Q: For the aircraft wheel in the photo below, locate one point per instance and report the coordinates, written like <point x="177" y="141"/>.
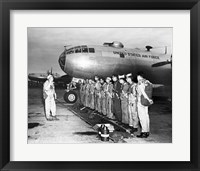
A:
<point x="70" y="97"/>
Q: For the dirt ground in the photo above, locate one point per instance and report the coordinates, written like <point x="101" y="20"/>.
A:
<point x="72" y="127"/>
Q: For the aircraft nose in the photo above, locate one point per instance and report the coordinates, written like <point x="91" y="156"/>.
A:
<point x="61" y="60"/>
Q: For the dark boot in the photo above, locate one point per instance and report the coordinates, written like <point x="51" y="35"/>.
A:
<point x="143" y="135"/>
<point x="134" y="130"/>
<point x="55" y="118"/>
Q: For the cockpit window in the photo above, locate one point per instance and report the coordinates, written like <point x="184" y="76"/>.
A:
<point x="84" y="49"/>
<point x="78" y="49"/>
<point x="91" y="50"/>
<point x="70" y="51"/>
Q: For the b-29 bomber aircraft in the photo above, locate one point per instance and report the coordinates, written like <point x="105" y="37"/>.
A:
<point x="88" y="61"/>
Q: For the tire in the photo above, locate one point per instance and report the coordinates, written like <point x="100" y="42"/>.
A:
<point x="70" y="97"/>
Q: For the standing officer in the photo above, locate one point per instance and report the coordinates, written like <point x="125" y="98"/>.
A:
<point x="49" y="95"/>
<point x="143" y="110"/>
<point x="91" y="94"/>
<point x="132" y="104"/>
<point x="109" y="90"/>
<point x="87" y="93"/>
<point x="124" y="100"/>
<point x="116" y="99"/>
<point x="97" y="94"/>
<point x="103" y="96"/>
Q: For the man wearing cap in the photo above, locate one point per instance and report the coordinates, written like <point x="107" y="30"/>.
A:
<point x="103" y="96"/>
<point x="109" y="90"/>
<point x="116" y="98"/>
<point x="97" y="94"/>
<point x="87" y="93"/>
<point x="143" y="110"/>
<point x="91" y="94"/>
<point x="124" y="100"/>
<point x="49" y="96"/>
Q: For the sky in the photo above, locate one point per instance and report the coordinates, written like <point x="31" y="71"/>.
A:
<point x="46" y="44"/>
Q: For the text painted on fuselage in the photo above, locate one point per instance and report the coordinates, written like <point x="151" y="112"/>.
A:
<point x="136" y="55"/>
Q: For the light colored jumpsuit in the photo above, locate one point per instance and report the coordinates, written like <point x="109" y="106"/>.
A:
<point x="109" y="90"/>
<point x="49" y="96"/>
<point x="91" y="96"/>
<point x="142" y="110"/>
<point x="97" y="96"/>
<point x="132" y="106"/>
<point x="103" y="99"/>
<point x="124" y="103"/>
<point x="87" y="87"/>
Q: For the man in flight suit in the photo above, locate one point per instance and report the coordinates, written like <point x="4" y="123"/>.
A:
<point x="49" y="96"/>
<point x="97" y="94"/>
<point x="132" y="104"/>
<point x="116" y="99"/>
<point x="109" y="90"/>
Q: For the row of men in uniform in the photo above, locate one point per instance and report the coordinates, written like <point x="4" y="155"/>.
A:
<point x="118" y="98"/>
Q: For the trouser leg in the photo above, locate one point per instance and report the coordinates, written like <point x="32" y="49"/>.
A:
<point x="143" y="117"/>
<point x="133" y="116"/>
<point x="53" y="107"/>
<point x="47" y="107"/>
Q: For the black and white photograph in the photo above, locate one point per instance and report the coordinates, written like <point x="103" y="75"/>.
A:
<point x="99" y="85"/>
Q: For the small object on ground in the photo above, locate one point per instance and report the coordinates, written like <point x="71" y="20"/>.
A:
<point x="55" y="118"/>
<point x="83" y="108"/>
<point x="105" y="134"/>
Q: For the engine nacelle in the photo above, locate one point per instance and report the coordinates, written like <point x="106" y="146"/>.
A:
<point x="66" y="79"/>
<point x="114" y="44"/>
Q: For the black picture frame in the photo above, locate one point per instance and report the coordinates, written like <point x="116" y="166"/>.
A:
<point x="7" y="5"/>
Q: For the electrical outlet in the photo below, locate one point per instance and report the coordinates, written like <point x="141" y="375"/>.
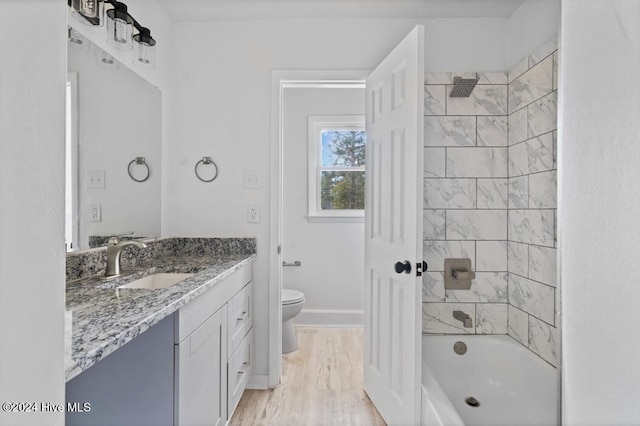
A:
<point x="95" y="212"/>
<point x="253" y="213"/>
<point x="95" y="179"/>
---+---
**WHAT THE TASK ASKS**. Rewrite every item above with "report the coordinates" replaced by "give the coordinates", keeping everything else the same and leaving out the pictures.

**ANSWER BELOW**.
Q: For the aircraft wheel in the photo below, locate one point per instance and give the coordinates, written like <point x="177" y="141"/>.
A:
<point x="70" y="97"/>
Q: For the dirt ground in the photo above, locate one point per instance and give the coordinates, written like <point x="101" y="20"/>.
A:
<point x="72" y="127"/>
Q: For the aircraft nose in the photo above, locate one point per instance and give the coordinates, written like <point x="91" y="156"/>.
A:
<point x="61" y="60"/>
Q: For the dark boot in the photo above, locate one point per instance and give the coordinates, written like <point x="51" y="35"/>.
A:
<point x="143" y="135"/>
<point x="134" y="130"/>
<point x="55" y="118"/>
Q: For the cockpit window in the photo above, locate one point per instance and give the coordinates, written like <point x="184" y="76"/>.
A:
<point x="84" y="49"/>
<point x="78" y="49"/>
<point x="91" y="50"/>
<point x="70" y="51"/>
Q: For the b-29 bomber aircraft in the photo above, locate one point per instance and give the coordinates, written like <point x="105" y="37"/>.
A:
<point x="88" y="61"/>
Q: For the tire in the photo above, locate one point per instance and give the coordinates, written like <point x="100" y="42"/>.
A:
<point x="70" y="97"/>
Q: For the standing officer in the photo above, locate one point per instance and give the coordinates, written like <point x="125" y="98"/>.
A:
<point x="49" y="95"/>
<point x="143" y="110"/>
<point x="91" y="94"/>
<point x="132" y="104"/>
<point x="109" y="90"/>
<point x="87" y="93"/>
<point x="124" y="100"/>
<point x="116" y="99"/>
<point x="97" y="94"/>
<point x="103" y="96"/>
Q: For the man wearing cap in the photo above, locate one point per instance and give the coordinates, written like <point x="107" y="30"/>.
A:
<point x="103" y="96"/>
<point x="109" y="90"/>
<point x="116" y="98"/>
<point x="97" y="94"/>
<point x="87" y="93"/>
<point x="143" y="110"/>
<point x="91" y="94"/>
<point x="124" y="100"/>
<point x="49" y="96"/>
Q: For the sky in the photo above, locate one point per instance and give the coordinates, written like <point x="31" y="71"/>.
A:
<point x="46" y="44"/>
Q: For the text painted on fuselage in the photo above, locate one point per instance and give the coordinates, written like <point x="151" y="112"/>.
A:
<point x="136" y="55"/>
Q: For the light colored jumpsuit in the photo above, locate one point per instance and give the coordinates, written like <point x="109" y="106"/>.
A:
<point x="109" y="90"/>
<point x="49" y="96"/>
<point x="91" y="96"/>
<point x="142" y="110"/>
<point x="97" y="96"/>
<point x="132" y="106"/>
<point x="103" y="99"/>
<point x="124" y="103"/>
<point x="87" y="87"/>
Q: For the man in flight suit in the photo above, locate one point per instance and give the coordinates, written like <point x="4" y="123"/>.
A:
<point x="49" y="96"/>
<point x="97" y="94"/>
<point x="132" y="104"/>
<point x="116" y="99"/>
<point x="109" y="90"/>
Q: For the row of men in uniform in the photo above, locate one point per instance and give the coordinates, written like <point x="4" y="155"/>.
A:
<point x="118" y="98"/>
Q: For the trouser leg in the photo above, locate one point per instance and give the coordinates, written like <point x="32" y="49"/>.
A:
<point x="143" y="117"/>
<point x="133" y="116"/>
<point x="53" y="107"/>
<point x="47" y="107"/>
Q: For the black and white photograph in the photo above, locate one point per instance and give the coordinates, written like <point x="103" y="75"/>.
A:
<point x="99" y="85"/>
Q: For the small object on ground in the photo above, locate one point per instance and give the coordinates, written like <point x="71" y="20"/>.
A:
<point x="55" y="118"/>
<point x="83" y="108"/>
<point x="105" y="134"/>
Q: For the engine nacelle in the photo above, locate one point per instance and give the coordinates, written like <point x="106" y="146"/>.
A:
<point x="66" y="79"/>
<point x="114" y="44"/>
Q: For the black picture frame in the photo above, locate one point per instance and give the coordinates, written like <point x="116" y="166"/>.
A:
<point x="7" y="5"/>
Q: For the electrical outlet in the photo below, locate one point per instance and give the coordinates, written like <point x="141" y="375"/>.
A:
<point x="95" y="212"/>
<point x="253" y="213"/>
<point x="95" y="179"/>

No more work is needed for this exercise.